### QUESTIONS ON THE MATERIAL:
**A.** Condense the paragraph of the toenail thread that begins "Toenail or skin color" into a short list that keeps its main facts.
**B.** Write out the toenail thread from "i dont believe" to "black/blue-ish tongue tip.", switching "pied" to "piebald".

# toe nail color



## anandcholli (Feb 8, 2010)

hi all,

I've seen some pigeons that have some toes have different colored toenails than other. I mean out of 4 nails, 1 or 2 toes has black colored nails and the remaining are white or vice verse. My doubt is whether they are pure breed or crossed ones? I'm planning to buy one pair where i noticed it. shall i reject that pair?


----------



## ~pigeonlover~ (Jan 14, 2004)

i dont believe the color of a pigeons nail makes a differance i got racers with different color nails.


----------



## MaryOfExeter (Sep 30, 2007)

Toenail or skin color doesn't have anything to do with purebreeding or not, it has to do with the color genes in the bird. In a show, it could potentially be a flaw of course if the standard calls for a certain color skin/nails.

White birds, splashes, and pied birds often have some or all white toenails like you're describing. Slate also causes the toenails and beak color to be lighter.
Other things that are often associated with pied/splash birds is light and dark splothches on the beak and feet as babies, split eyes (half the eye normal colored, the other half black or shadowed), and black/blue-ish tongue tip.


----------



## anandcholli (Feb 8, 2010)

The pigeon pair i'm planning to buy are pure white homers... they are really adorable .... just noticed the difference in their toenail colors.... just wanted to check with you experts...


----------



## Chilangz (Apr 3, 2008)

(Records in a dataset)

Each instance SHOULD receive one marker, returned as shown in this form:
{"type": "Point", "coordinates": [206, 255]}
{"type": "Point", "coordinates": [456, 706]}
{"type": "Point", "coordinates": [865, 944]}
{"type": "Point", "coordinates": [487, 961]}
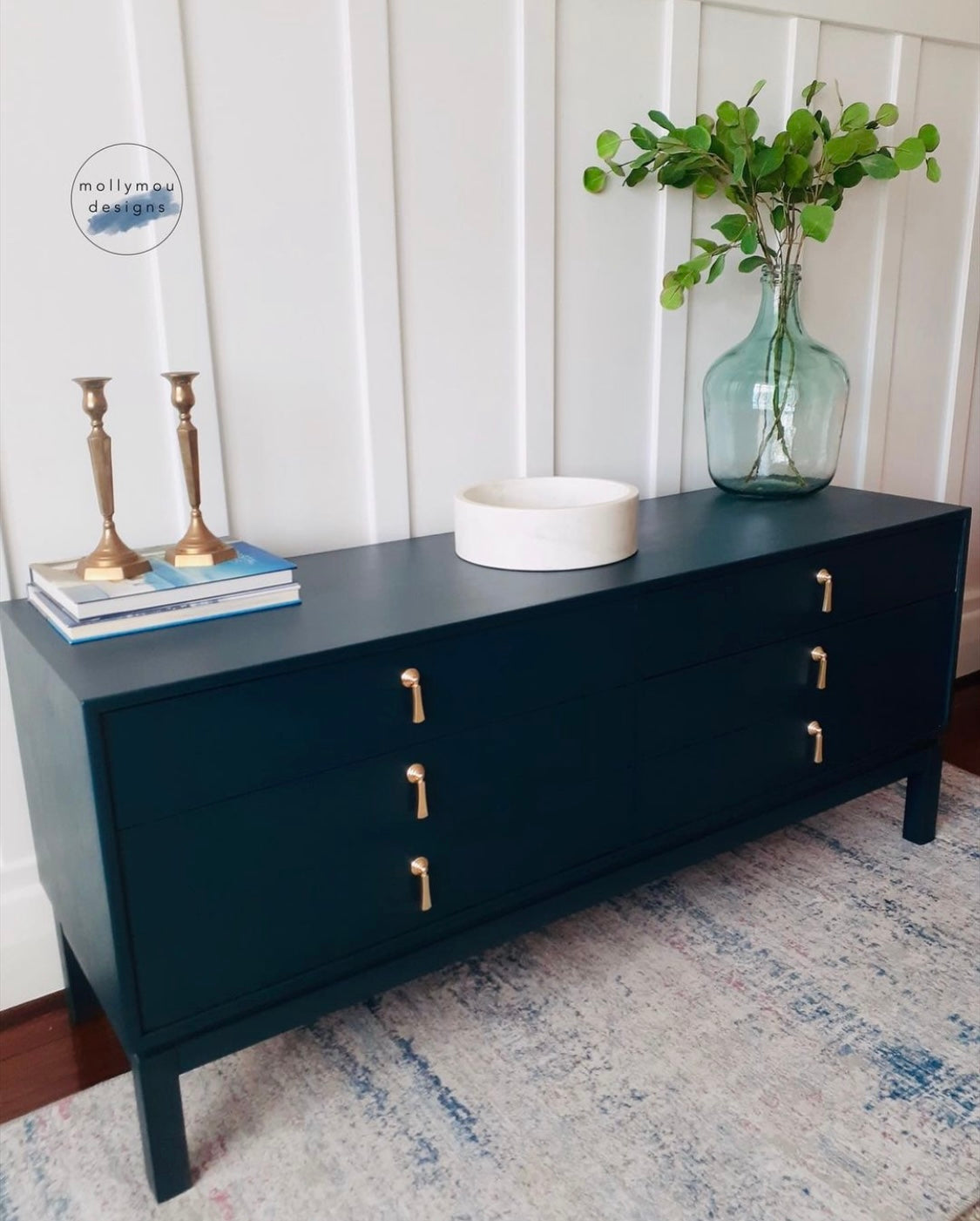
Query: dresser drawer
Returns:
{"type": "Point", "coordinates": [888, 688]}
{"type": "Point", "coordinates": [755, 605]}
{"type": "Point", "coordinates": [252, 892]}
{"type": "Point", "coordinates": [191, 751]}
{"type": "Point", "coordinates": [886, 673]}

### RESPONSES:
**A.**
- Toenail and skin color depend on the bird's color genes, not on whether it is purebred.
- At a show, it could count as a flaw if the standard calls for a certain skin or nail color.

**B.**
i dont believe the color of a pigeons nail makes a differance i got racers with different color nails.


----------



## MaryOfExeter (Sep 30, 2007)

Toenail or skin color doesn't have anything to do with purebreeding or not, it has to do with the color genes in the bird. In a show, it could potentially be a flaw of course if the standard calls for a certain color skin/nails.

White birds, splashes, and piebald birds often have some or all white toenails like you're describing. Slate also causes the toenails and beak color to be lighter.
Other things that are often associated with piebald/splash birds is light and dark splothches on the beak and feet as babies, split eyes (half the eye normal colored, the other half black or shadowed), and black/blue-ish tongue tip.